Supplied text:
Electric vehicle adoption and infrastructure in Australia has stalled, while the rest of the world continues to execute impressive EV strategies. Instead of being the driving force in uptake across the nation, once again our Federal Government has its head in the sand when it comes to implementing innovative measures.

The COVID-19 pandemic has taught us we must be open to change and be able to adapt quickly. Now is the time for Australia to develop an innovative and more importantly a coordinated EV strategy that will enable the infrastructure to be built, encourage EV purchases, and assist in steering each state and territory towards their net zero emission targets.

Earlier this year, the Federal Government released its national electric vehicles strategy discussion paper, Future Fuels Strategy, which showed a complete lack of forward thinking and progression in the space.

Missing from the strategy are financial incentives for motorists to purchase and use electric vehicles, targets for new electric car sales and minimum fuel emissions standards. No provisions have been made for electric vehicle charging stations, or infrastructure, in any of the country’s major government-funded road projects. Fast charging facilities at frequent spacing would be a step in the right direction to encourage people to take up electric vehicles.

Due to the Federal Government’s lack of action, the responsibility has now fallen on our state governments, local councils, and private enterprises to pick up the pieces and make electric vehicle usage easier and more accessible.

All states and territories have committed to reduce greenhouse gas emissions by setting a net zero target for 2050, yet the Federal Government is reluctant to make any concrete commitments.

Activities:
a) From the passage on Australia's electric vehicle policy, copy out the part that opens with the words containing "The COVID-19 pandemic" and closes with "in the space.".
b) Decide whether each statement agrees with the passage on Australia's electric vehicle policy, answering yes or no and quoting the words of the passage that settle it: (i) The Federal Government's discussion paper was called Future Fuels Strategy. (ii) The strategy sets targets for new electric car sales. (iii) All states and territories have set a net zero target for 2050.
c) In the passage on Australia's electric vehicle policy, on whom has the responsibility fallen because of the Federal Government's lack of action?

Saved entries:
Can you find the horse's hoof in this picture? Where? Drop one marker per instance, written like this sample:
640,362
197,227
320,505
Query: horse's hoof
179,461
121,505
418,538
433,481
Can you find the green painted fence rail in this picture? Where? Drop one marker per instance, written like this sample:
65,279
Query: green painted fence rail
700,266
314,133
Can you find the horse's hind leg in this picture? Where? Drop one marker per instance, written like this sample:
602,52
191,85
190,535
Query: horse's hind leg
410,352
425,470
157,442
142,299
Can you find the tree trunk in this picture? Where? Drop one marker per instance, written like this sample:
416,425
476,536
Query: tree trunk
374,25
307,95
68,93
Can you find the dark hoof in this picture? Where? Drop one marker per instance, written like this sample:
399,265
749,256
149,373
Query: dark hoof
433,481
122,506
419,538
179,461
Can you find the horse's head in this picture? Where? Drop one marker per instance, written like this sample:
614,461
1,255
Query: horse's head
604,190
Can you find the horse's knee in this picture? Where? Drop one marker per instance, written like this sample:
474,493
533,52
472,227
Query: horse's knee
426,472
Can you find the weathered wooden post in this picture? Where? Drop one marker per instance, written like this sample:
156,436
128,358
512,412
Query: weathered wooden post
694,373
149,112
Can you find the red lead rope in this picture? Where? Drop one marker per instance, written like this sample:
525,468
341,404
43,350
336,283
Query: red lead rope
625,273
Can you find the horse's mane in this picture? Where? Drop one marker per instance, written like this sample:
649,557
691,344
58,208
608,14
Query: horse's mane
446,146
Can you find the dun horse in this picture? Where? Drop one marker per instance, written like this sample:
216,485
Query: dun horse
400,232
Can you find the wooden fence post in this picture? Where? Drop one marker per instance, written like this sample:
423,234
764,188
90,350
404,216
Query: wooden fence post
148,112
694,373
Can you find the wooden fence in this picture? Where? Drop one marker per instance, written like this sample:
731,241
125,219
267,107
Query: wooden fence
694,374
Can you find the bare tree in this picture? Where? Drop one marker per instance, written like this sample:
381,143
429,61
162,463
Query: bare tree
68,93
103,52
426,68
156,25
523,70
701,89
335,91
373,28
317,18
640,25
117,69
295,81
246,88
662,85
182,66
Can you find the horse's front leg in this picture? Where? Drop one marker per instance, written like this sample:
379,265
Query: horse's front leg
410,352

Set of answers:
a)
The COVID-19 pandemic has taught us we must be open to change and be able to adapt quickly. Now is the time for Australia to develop an innovative and more importantly a coordinated EV strategy that will enable the infrastructure to be built, encourage EV purchases, and assist in steering each state and territory towards their net zero emission targets.

Earlier this year, the Federal Government released its national electric vehicles strategy discussion paper, Future Fuels Strategy, which showed a complete lack of forward thinking and progression in the space.

b)
(i) Yes: "the Federal Government released its national electric vehicles strategy discussion paper, Future Fuels Strategy"
(ii) No: "Missing from the strategy are financial incentives for motorists to purchase and use electric vehicles, targets for new electric car sales and minimum fuel emissions standards"
(iii) Yes: "All states and territories have committed to reduce greenhouse gas emissions by setting a net zero target for 2050"

c) State governments, local councils, and private enterprises.